** JOB A **
Repeat the records verbatim, starting at the line that has "curved white petal -> outline each instance" and continuing through the last line of the records.

··· TEXT PROVIDED ···

Definition 2 : A topological vector space (TVS) is a vector space with a topology such that relative to this topology the maps defined by {(x,y)\mapsto (x+y)} and {(\alpha,x)\mapsto\alpha x} are continuous for all {x,y\in X}, and {\alpha\in\mathbb{K}}.

Note that {X\times X} inherits the product topology. Addition is continuous means that if {x_1,x_2\in X} and if {V} is a neighborhood of {x_1+x_2}, there should exist neighborhoods {V_1} of {x_1} and {V_2} of {x_2} such that {V_1+V_2\subset V}. Similarly, if {x\in X}, and {\alpha\in\mathbb{K}}, and {V} is a neighborhood of {\alpha x} then for some {r>0}, and for some neighborhood {W} of {x}, we have {\beta W\subset V} whenever {|\beta-\alpha|<r}. We also note that translation by a vector and multiplication by a scalar are homeomorphisms on {X}.

Every normed space is a TVS, since the norm satisfies {\|x+y\|\leq \|x\|+\|y\|} and {\|\alpha x\|=|\alpha\|x\|}. Now that we have a topology on the vector space, we can talk about open and closed sets. Let {X} be a TVS. We define the closed convex hull of {V}, which is defined as the intersection of all closed convex subsets of {X} containing {V}, and is denoted by {\overline{\text{co}}\;(V)}. Then {\overline{\text{co}}\;(V)} is closed and convex. One may ask – whether {\overline{\text{co}\;(V)}=\overline{\text{co}}\;(V)}? This proposition answers that in affirmative.

···

** JOB B **
Reproduce the text on topological vector spaces word for word. Begin at the words "Every normed space" and stop after "that in affirmative.".

··· MATERIAL FOR THIS TASK ···

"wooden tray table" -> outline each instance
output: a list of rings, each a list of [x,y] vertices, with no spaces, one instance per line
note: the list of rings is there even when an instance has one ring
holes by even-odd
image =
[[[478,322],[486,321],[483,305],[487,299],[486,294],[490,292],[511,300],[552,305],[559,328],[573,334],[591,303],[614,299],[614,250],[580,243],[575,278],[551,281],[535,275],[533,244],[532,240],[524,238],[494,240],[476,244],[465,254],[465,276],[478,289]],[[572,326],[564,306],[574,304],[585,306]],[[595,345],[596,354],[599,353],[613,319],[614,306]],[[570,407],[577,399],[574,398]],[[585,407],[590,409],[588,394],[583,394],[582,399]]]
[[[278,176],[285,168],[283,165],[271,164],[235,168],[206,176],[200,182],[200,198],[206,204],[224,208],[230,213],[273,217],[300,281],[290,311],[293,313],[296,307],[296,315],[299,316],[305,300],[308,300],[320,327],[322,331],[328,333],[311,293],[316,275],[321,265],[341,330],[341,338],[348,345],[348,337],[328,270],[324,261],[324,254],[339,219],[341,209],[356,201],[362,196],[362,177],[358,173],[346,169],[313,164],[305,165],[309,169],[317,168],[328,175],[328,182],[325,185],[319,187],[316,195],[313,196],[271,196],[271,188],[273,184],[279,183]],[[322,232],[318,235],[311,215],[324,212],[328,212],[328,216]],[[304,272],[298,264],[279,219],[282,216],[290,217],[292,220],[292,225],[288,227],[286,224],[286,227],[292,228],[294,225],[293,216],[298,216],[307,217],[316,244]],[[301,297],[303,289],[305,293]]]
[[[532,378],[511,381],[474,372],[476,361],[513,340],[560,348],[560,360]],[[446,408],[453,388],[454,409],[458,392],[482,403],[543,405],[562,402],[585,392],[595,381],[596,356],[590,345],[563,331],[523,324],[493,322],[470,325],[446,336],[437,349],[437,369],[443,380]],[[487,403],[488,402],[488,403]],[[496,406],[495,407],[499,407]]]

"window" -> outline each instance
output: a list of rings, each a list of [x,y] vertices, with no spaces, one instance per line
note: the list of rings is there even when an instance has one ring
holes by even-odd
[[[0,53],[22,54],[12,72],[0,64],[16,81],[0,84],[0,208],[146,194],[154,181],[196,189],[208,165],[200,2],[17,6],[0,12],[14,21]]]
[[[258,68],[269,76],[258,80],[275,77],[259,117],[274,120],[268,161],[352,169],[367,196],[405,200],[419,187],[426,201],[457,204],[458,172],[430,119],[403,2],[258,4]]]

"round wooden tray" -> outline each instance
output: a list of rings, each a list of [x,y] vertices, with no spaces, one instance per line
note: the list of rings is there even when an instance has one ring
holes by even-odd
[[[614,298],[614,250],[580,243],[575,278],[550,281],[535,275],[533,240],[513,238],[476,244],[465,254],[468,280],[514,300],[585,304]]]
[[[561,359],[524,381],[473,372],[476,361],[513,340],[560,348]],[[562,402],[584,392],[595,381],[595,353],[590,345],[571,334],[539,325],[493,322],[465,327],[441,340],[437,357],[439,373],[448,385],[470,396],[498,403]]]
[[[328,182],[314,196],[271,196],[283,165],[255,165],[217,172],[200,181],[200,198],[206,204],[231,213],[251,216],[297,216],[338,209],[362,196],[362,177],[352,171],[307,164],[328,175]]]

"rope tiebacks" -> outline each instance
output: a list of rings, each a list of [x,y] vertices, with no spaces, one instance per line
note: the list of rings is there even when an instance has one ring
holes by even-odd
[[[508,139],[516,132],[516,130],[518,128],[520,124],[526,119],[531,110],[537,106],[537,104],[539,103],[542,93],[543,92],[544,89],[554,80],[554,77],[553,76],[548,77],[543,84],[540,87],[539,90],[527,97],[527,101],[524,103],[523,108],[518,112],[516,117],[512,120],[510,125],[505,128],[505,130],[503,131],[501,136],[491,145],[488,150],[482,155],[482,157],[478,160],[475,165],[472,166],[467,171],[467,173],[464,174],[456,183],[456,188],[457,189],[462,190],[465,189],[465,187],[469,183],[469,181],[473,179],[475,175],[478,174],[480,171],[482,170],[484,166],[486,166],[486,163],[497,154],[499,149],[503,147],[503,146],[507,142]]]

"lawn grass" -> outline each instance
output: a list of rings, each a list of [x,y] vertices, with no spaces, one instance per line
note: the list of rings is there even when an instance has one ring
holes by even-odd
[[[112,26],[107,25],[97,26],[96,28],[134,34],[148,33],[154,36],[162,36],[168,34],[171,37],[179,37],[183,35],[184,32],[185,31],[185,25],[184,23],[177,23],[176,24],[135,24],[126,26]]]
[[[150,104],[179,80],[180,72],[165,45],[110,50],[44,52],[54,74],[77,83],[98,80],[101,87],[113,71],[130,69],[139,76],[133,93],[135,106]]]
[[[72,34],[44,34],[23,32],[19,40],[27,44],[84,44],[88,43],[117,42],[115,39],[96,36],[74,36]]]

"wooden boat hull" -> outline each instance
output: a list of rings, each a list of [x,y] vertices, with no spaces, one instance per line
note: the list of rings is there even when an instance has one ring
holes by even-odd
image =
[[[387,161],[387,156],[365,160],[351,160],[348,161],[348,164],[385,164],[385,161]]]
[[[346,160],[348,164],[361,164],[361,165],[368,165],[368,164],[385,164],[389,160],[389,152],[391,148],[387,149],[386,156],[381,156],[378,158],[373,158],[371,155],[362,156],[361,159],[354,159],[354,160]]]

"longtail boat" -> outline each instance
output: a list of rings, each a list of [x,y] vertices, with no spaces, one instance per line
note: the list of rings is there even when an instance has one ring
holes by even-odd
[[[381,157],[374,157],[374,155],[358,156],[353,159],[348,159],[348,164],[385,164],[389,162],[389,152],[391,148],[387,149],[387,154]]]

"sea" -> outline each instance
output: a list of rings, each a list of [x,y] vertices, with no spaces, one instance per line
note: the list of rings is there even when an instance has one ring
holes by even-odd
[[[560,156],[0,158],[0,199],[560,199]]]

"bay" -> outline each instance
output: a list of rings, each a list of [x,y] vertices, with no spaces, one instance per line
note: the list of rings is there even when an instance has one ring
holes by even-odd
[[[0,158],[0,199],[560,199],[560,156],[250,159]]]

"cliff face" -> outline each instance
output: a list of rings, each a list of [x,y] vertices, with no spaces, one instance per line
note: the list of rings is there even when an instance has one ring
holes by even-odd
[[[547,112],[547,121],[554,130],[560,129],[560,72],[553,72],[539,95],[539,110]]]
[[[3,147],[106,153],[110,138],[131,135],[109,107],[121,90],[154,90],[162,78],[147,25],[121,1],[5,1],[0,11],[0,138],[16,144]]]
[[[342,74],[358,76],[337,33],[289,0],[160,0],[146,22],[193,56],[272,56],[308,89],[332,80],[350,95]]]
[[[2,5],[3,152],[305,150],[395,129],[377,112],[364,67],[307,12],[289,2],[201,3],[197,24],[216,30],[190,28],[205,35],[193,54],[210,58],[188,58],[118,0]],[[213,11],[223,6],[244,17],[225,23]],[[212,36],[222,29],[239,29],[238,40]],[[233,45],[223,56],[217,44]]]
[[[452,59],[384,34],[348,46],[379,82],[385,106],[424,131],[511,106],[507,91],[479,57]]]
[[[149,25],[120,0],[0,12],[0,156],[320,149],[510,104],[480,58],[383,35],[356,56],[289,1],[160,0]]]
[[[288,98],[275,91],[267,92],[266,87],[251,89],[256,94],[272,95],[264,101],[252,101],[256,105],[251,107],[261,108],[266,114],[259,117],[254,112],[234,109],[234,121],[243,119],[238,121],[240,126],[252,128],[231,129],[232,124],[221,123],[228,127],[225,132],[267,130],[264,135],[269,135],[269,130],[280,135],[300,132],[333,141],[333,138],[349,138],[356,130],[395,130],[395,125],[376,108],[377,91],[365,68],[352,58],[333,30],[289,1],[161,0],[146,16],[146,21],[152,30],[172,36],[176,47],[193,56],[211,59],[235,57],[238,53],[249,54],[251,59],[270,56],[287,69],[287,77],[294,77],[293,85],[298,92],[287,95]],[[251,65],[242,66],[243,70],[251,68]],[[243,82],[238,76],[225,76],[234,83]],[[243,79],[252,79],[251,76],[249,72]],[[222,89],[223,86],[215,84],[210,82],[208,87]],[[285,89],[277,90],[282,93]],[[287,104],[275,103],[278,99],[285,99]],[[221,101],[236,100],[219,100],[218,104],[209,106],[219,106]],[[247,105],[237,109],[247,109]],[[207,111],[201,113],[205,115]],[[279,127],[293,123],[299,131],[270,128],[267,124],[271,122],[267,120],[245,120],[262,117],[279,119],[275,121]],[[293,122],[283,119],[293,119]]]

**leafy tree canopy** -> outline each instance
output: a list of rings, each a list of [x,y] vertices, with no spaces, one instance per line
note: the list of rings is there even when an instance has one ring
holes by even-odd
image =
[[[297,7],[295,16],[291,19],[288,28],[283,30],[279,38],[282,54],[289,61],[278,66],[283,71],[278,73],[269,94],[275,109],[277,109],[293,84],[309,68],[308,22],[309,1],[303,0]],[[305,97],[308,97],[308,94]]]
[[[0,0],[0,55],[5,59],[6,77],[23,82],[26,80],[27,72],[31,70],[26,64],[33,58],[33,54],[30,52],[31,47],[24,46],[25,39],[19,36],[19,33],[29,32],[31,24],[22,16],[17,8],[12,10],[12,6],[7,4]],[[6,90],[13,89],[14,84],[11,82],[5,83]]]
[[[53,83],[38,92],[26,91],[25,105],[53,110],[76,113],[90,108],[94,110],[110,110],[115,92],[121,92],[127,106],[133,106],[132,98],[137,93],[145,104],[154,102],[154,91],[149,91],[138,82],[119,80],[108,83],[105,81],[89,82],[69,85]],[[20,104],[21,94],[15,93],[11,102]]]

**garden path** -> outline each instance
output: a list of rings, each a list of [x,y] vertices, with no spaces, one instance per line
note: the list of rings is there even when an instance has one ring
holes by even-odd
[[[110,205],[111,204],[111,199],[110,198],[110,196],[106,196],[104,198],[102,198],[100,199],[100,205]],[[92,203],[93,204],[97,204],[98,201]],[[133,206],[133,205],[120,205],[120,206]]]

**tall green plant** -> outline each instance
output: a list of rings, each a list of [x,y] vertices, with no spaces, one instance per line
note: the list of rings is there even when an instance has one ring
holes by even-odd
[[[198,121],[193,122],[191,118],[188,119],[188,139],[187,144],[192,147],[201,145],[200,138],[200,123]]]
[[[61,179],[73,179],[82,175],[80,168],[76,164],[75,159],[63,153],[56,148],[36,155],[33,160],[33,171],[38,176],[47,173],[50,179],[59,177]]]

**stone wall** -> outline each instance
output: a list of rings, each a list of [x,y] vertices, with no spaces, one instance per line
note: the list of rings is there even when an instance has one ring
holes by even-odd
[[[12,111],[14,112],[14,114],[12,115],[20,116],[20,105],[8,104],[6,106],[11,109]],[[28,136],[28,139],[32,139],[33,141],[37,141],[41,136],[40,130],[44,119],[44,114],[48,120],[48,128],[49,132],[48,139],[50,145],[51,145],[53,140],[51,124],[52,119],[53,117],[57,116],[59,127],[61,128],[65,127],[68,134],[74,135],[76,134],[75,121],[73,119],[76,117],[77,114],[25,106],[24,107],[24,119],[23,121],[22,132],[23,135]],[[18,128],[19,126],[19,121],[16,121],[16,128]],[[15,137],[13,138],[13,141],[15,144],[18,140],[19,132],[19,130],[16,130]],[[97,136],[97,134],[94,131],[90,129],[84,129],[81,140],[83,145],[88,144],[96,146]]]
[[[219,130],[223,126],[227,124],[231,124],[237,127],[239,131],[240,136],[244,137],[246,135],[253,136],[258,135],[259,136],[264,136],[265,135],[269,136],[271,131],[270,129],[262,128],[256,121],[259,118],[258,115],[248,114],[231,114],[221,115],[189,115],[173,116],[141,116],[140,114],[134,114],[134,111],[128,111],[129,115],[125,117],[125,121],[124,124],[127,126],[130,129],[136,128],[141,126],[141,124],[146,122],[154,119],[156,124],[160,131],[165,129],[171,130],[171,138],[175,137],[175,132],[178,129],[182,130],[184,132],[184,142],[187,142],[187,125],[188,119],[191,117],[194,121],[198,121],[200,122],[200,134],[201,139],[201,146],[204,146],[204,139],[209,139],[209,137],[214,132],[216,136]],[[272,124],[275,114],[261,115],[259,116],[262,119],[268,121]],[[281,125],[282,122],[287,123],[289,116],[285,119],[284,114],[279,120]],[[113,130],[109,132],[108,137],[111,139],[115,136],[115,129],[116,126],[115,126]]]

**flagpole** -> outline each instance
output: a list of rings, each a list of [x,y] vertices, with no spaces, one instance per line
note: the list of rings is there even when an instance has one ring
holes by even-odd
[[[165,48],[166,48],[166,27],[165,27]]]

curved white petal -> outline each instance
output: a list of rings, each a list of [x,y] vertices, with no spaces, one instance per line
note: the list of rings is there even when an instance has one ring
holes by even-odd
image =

···

** FULL RESPONSE A **
curved white petal -> outline each instance
output: a list of rings, each a list of [x,y] vertices, with no spaces, one instance per line
note: the list of rings is there even when an instance has one ring
holes by even-odd
image =

** FULL RESPONSE B **
Every normed space is a TVS, since the norm satisfies {\|x+y\|\leq \|x\|+\|y\|} and {\|\alpha x\|=|\alpha\|x\|}. Now that we have a topology on the vector space, we can talk about open and closed sets. Let {X} be a TVS. We define the closed convex hull of {V}, which is defined as the intersection of all closed convex subsets of {X} containing {V}, and is denoted by {\overline{\text{co}}\;(V)}. Then {\overline{\text{co}}\;(V)} is closed and convex. One may ask – whether {\overline{\text{co}\;(V)}=\overline{\text{co}}\;(V)}? This proposition answers that in affirmative.